▶ [Listed records]

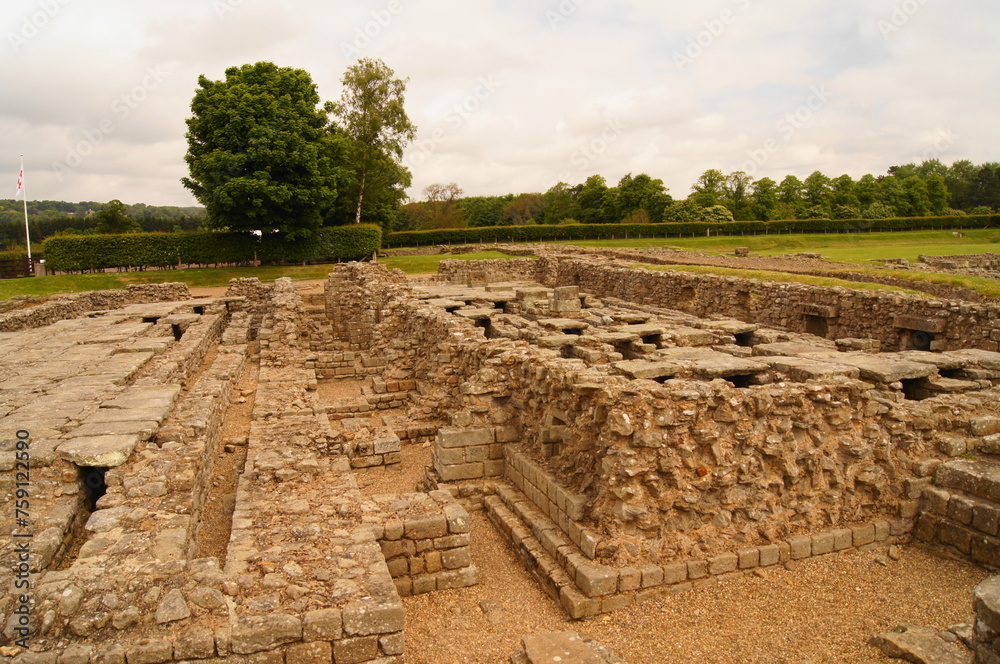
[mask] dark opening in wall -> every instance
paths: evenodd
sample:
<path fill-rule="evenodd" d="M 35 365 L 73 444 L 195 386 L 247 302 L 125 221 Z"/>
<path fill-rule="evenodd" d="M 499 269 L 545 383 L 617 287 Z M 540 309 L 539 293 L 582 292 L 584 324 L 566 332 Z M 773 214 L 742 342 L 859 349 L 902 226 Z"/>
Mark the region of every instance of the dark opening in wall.
<path fill-rule="evenodd" d="M 733 336 L 736 337 L 737 346 L 745 346 L 747 348 L 753 346 L 753 332 L 740 332 Z"/>
<path fill-rule="evenodd" d="M 570 327 L 562 331 L 563 334 L 572 334 L 575 336 L 583 336 L 583 330 L 578 327 Z"/>
<path fill-rule="evenodd" d="M 753 385 L 753 374 L 746 376 L 723 376 L 733 387 L 750 387 Z"/>
<path fill-rule="evenodd" d="M 201 307 L 201 306 L 195 307 L 194 308 L 194 312 L 196 314 L 198 314 L 199 316 L 201 316 L 201 315 L 203 315 L 205 313 L 205 307 Z"/>
<path fill-rule="evenodd" d="M 171 330 L 173 331 L 173 333 L 174 333 L 174 341 L 180 341 L 180 340 L 181 340 L 181 337 L 183 337 L 183 336 L 184 336 L 184 330 L 182 330 L 182 329 L 181 329 L 181 326 L 180 326 L 180 325 L 178 325 L 177 323 L 173 323 L 173 324 L 172 324 L 172 325 L 170 326 L 170 329 L 171 329 Z"/>
<path fill-rule="evenodd" d="M 87 494 L 87 508 L 94 511 L 97 501 L 107 492 L 108 485 L 104 483 L 104 474 L 107 468 L 97 466 L 83 466 L 80 468 L 80 477 L 83 480 L 83 490 Z"/>
<path fill-rule="evenodd" d="M 903 328 L 899 341 L 900 350 L 930 350 L 934 341 L 933 332 L 923 330 L 907 330 Z"/>
<path fill-rule="evenodd" d="M 493 323 L 490 322 L 489 318 L 480 318 L 476 321 L 476 327 L 481 327 L 486 332 L 486 338 L 493 338 Z"/>
<path fill-rule="evenodd" d="M 453 314 L 456 311 L 458 311 L 459 309 L 461 309 L 463 306 L 465 306 L 465 305 L 458 305 L 458 306 L 454 306 L 454 307 L 445 307 L 444 310 L 447 311 L 449 314 Z"/>
<path fill-rule="evenodd" d="M 659 334 L 647 334 L 642 338 L 642 343 L 663 348 L 663 337 Z"/>
<path fill-rule="evenodd" d="M 802 318 L 805 320 L 806 334 L 825 338 L 830 333 L 830 322 L 826 318 L 809 314 L 803 314 Z"/>
<path fill-rule="evenodd" d="M 903 396 L 910 401 L 923 401 L 931 396 L 931 392 L 924 388 L 923 378 L 911 378 L 899 381 L 903 384 Z"/>
<path fill-rule="evenodd" d="M 559 355 L 562 356 L 563 359 L 567 359 L 567 360 L 571 360 L 574 357 L 576 357 L 576 354 L 573 353 L 573 344 L 566 344 L 565 346 L 563 346 L 562 348 L 560 348 L 559 349 Z"/>
<path fill-rule="evenodd" d="M 142 317 L 142 322 L 143 323 L 155 323 L 158 320 L 160 320 L 159 316 L 143 316 Z"/>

▶ [Required work]
Where the data contains images, drop them and print the rest exactly.

▶ [Task output]
[mask] dark opening in wall -> every instance
paths: evenodd
sample:
<path fill-rule="evenodd" d="M 35 365 L 73 444 L 195 386 L 247 302 L 125 221 Z"/>
<path fill-rule="evenodd" d="M 499 269 L 545 383 L 617 287 Z M 540 309 L 539 293 L 582 292 L 584 324 L 566 332 Z M 773 214 L 742 342 L 859 349 L 902 226 Z"/>
Mark the region of every instance of the dark opening in wall.
<path fill-rule="evenodd" d="M 733 336 L 736 337 L 737 346 L 745 346 L 747 348 L 753 346 L 753 332 L 740 332 Z"/>
<path fill-rule="evenodd" d="M 570 327 L 562 331 L 563 334 L 572 334 L 575 336 L 583 336 L 583 330 L 578 327 Z"/>
<path fill-rule="evenodd" d="M 753 385 L 753 374 L 746 376 L 723 376 L 733 387 L 750 387 Z"/>
<path fill-rule="evenodd" d="M 201 307 L 201 306 L 195 307 L 194 308 L 194 312 L 196 314 L 198 314 L 199 316 L 201 316 L 201 315 L 203 315 L 205 313 L 205 307 Z"/>
<path fill-rule="evenodd" d="M 171 330 L 173 331 L 173 333 L 174 333 L 174 341 L 180 341 L 180 340 L 181 340 L 181 337 L 183 337 L 183 336 L 184 336 L 184 330 L 182 330 L 182 329 L 181 329 L 181 326 L 180 326 L 180 325 L 178 325 L 177 323 L 173 323 L 173 324 L 172 324 L 172 325 L 170 326 L 170 329 L 171 329 Z"/>
<path fill-rule="evenodd" d="M 87 494 L 87 508 L 94 511 L 97 501 L 107 492 L 108 485 L 104 483 L 104 474 L 107 468 L 97 466 L 83 466 L 80 468 L 80 477 L 83 480 L 83 490 Z"/>
<path fill-rule="evenodd" d="M 903 328 L 899 341 L 900 350 L 930 350 L 934 341 L 933 332 L 923 330 L 907 330 Z"/>
<path fill-rule="evenodd" d="M 493 323 L 490 322 L 489 318 L 480 318 L 476 321 L 476 327 L 481 327 L 486 332 L 486 338 L 493 338 Z"/>
<path fill-rule="evenodd" d="M 453 314 L 456 311 L 458 311 L 459 309 L 461 309 L 463 306 L 465 306 L 465 305 L 458 305 L 458 306 L 454 306 L 454 307 L 445 307 L 444 310 L 447 311 L 449 314 Z"/>
<path fill-rule="evenodd" d="M 659 334 L 647 334 L 642 338 L 642 343 L 663 348 L 663 337 Z"/>
<path fill-rule="evenodd" d="M 802 318 L 805 320 L 806 334 L 825 338 L 830 333 L 830 322 L 826 318 L 809 314 L 803 314 Z"/>
<path fill-rule="evenodd" d="M 903 396 L 910 401 L 923 401 L 931 396 L 931 392 L 924 388 L 923 378 L 911 378 L 899 381 L 903 384 Z"/>
<path fill-rule="evenodd" d="M 559 355 L 562 356 L 563 359 L 567 359 L 567 360 L 571 360 L 574 357 L 576 357 L 576 354 L 573 353 L 573 344 L 566 344 L 565 346 L 563 346 L 562 348 L 560 348 L 559 349 Z"/>
<path fill-rule="evenodd" d="M 142 317 L 142 322 L 143 323 L 155 323 L 158 320 L 160 320 L 159 316 L 143 316 Z"/>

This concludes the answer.